**Brief**
Convert the lines from the one holding "Each <instance> block" through the one holding "box: [0, 239, 264, 309]", inclusive, into a Markdown table with the columns Row and Line. Leave out any blank lines.

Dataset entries

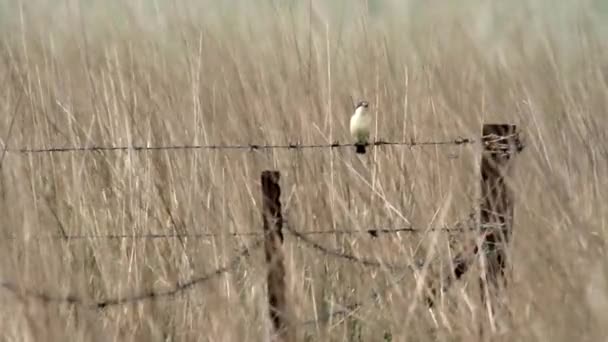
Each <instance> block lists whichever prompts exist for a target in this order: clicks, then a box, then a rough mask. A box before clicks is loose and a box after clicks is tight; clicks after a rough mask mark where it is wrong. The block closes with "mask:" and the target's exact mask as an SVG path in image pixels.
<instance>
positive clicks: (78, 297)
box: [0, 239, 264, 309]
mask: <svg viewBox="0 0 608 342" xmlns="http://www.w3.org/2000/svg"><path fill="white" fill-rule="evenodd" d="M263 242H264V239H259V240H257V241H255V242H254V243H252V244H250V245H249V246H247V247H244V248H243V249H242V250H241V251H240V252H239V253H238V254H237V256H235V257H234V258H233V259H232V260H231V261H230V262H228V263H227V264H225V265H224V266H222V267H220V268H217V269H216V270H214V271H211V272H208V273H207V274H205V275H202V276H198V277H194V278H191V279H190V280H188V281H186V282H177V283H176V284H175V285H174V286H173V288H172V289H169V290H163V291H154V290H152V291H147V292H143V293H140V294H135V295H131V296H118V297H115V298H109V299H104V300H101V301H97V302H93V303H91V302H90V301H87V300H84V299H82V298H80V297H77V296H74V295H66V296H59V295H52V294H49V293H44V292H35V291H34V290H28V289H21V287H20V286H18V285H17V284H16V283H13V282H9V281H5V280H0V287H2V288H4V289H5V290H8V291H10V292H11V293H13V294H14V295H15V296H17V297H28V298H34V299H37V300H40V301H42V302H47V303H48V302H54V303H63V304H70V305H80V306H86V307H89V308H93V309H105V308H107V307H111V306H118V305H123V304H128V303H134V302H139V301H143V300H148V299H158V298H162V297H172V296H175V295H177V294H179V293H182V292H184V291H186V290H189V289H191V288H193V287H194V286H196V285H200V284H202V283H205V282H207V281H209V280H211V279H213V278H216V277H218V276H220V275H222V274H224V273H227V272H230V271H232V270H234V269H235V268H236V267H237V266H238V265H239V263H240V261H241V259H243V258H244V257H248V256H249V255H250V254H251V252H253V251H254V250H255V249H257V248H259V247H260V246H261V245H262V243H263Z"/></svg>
--
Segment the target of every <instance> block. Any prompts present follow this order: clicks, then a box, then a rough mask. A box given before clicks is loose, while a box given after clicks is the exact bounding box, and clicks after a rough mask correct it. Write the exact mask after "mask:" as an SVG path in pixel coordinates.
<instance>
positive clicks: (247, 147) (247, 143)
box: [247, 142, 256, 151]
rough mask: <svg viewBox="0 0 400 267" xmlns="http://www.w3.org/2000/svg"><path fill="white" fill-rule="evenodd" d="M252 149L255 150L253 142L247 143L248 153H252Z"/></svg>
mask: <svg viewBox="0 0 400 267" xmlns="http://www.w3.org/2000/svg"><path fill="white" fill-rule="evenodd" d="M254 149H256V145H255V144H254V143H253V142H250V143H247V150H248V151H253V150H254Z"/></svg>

**Solved exercise**
| Row | Line |
|---|---|
| 1 | Each <instance> block lists whichever prompts exist for a target in this order: clicks, then a box, then a rough mask. A box before clicks is loose and a box after clicks is tight; clicks after a rough mask mark where it is wrong. The block closes with "mask:" and the target's exact mask as an SVG path in image pixels. |
| 2 | <instance> |
| 3 | positive clicks: (78, 297) |
| 4 | box: [0, 239, 264, 309] |